WRITTEN EXERCISE — Reproduce every item below in its entirety, adding 19 to each x and y coordinate in the answers.

RECORD EXTRACTS —
★ ★ ★
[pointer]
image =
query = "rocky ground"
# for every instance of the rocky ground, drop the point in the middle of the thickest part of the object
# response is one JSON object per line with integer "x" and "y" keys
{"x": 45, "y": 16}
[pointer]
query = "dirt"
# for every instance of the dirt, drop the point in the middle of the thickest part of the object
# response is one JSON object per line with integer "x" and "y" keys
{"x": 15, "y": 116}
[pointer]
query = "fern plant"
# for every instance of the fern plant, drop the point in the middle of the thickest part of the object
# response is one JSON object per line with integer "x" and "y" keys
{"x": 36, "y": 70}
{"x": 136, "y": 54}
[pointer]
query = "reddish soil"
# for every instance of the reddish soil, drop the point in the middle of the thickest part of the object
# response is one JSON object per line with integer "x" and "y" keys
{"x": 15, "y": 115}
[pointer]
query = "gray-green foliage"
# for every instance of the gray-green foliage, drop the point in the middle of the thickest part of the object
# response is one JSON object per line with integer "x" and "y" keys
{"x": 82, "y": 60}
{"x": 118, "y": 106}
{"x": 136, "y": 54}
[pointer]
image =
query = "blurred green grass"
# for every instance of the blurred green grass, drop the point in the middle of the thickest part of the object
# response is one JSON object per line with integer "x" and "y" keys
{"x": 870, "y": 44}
★ ★ ★
TASK SOLUTION —
[pointer]
image =
query = "rocky ground"
# for every instance of the rocky ground, drop the point in the middle of the thickest part of the object
# response is one JSON object per line with integer "x" and "y" keys
{"x": 64, "y": 35}
[pointer]
query = "dirt"
# for every instance of the dirt, drop the point in the middle of the thickest part of the object
# response is one JSON object per line with integer "x" and "y" keys
{"x": 34, "y": 135}
[pointer]
query = "fern plant"
# for every instance of the fern plant, drop the point in the middle of the thickest part of the object
# response is one JSON object per line with integer "x" and "y" keys
{"x": 55, "y": 89}
{"x": 155, "y": 73}
[pointer]
query = "reddish soil"
# for every instance of the reddish soil, drop the point in the middle of the thickest part of the object
# response is one JSON object per line with integer "x" and "y" keys
{"x": 34, "y": 134}
[pointer]
query = "gray-green foliage"
# for every instance of the gray-green foliage, drop the point in the middle of the thickest part of the object
# response is one JSON object per line with integer "x" and "y" keys
{"x": 101, "y": 79}
{"x": 137, "y": 125}
{"x": 155, "y": 73}
[pointer]
image =
query = "blurred green grass"
# for every instance of the blurred green grass, drop the point in the middle of the thickest part of the object
# response is one JSON object per line with integer "x" and "y" keys
{"x": 889, "y": 63}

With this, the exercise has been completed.